### Exercise goal
Rewrite all the rows below, replacing every "screenshot" with "photo" and keeping everything else the same. Leave the pictures out.

### Dataset excerpts
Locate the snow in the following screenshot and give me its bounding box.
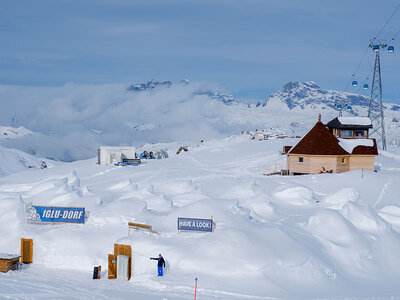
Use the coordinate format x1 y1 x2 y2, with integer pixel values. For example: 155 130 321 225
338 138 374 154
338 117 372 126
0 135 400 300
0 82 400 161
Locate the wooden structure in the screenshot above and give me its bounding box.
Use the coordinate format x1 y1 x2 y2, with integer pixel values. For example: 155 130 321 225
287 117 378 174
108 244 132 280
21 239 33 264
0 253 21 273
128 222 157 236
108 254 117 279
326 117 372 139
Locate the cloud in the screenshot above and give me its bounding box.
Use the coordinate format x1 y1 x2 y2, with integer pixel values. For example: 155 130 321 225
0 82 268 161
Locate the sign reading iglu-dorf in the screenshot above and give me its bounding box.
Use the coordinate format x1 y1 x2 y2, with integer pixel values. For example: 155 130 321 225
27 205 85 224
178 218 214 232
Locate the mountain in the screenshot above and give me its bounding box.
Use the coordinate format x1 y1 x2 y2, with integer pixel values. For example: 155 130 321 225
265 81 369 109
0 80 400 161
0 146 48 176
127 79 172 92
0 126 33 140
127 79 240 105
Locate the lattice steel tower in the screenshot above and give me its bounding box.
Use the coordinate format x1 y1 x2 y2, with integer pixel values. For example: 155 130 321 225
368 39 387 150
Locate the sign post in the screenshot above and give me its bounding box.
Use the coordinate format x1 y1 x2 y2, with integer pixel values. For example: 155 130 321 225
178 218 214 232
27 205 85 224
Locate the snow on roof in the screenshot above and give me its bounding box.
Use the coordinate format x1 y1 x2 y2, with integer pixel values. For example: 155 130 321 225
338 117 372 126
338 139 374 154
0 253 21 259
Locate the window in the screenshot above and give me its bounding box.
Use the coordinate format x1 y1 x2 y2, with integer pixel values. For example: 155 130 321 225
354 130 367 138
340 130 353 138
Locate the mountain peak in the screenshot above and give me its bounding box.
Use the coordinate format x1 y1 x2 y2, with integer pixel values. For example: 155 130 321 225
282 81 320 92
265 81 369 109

### Written answer
Locate the snow in the following photo and give me its bounding box.
Use the coordinate format x1 y1 x2 y2, with integer pixel values. For example: 155 130 321 225
338 138 374 154
338 117 372 126
0 135 400 300
0 82 400 161
Locate the wooden structure in the photo above and give me its bounding box.
Use the coordinate format x1 y1 x2 y2, with integer pixel values. For example: 155 130 321 225
287 117 378 174
108 244 132 280
21 239 33 264
0 253 21 273
128 222 157 236
108 254 117 279
326 117 372 139
Locate the cloud in the photo above and give me its bounding box.
Use the coordinate format x1 y1 x2 y2, with integer pixel values. For example: 155 130 321 225
0 82 268 161
Locate the sign reading iglu-dorf in the photo above and give me its bounding box.
Use the coordinate format x1 y1 x2 y2, with integer pixel values. For example: 155 130 321 225
27 205 85 224
178 218 214 232
Locate the mountain in the photo above and give me its bounding box.
Use the coordinate format x1 y1 x2 y2, with integer pixel values. For example: 155 130 321 225
265 81 369 109
0 80 400 161
0 146 48 176
127 79 172 92
0 126 33 140
127 79 240 105
Locate the lattice steel tower in the photo above and give me its bounding box.
Use the coordinate format x1 y1 x2 y2, with integer pixel values. For example: 155 130 321 225
368 39 387 150
Locate the sign post in the photo above and give me its bounding box.
Use the coordinate format x1 y1 x2 y2, with integer pixel values. For example: 155 130 321 225
178 218 214 232
27 205 85 224
Locate the snow on roof in the photo above and give me its bounding box.
Use the coordinate format x1 y1 x2 y2, with integer pixel values. For example: 155 130 321 225
338 117 372 126
338 139 374 154
0 253 21 259
Locate the window in the photo above and give me its bounding box.
Use the coordinate format x1 y1 x2 y2, with integer pixel values. For example: 155 130 321 225
354 130 367 138
340 130 353 138
Locate the mountain peak in the photo above and give me its bounding box.
Use the coordinate format x1 y1 x2 y2, with integer pixel values. For example: 155 130 321 225
282 81 320 92
265 81 369 109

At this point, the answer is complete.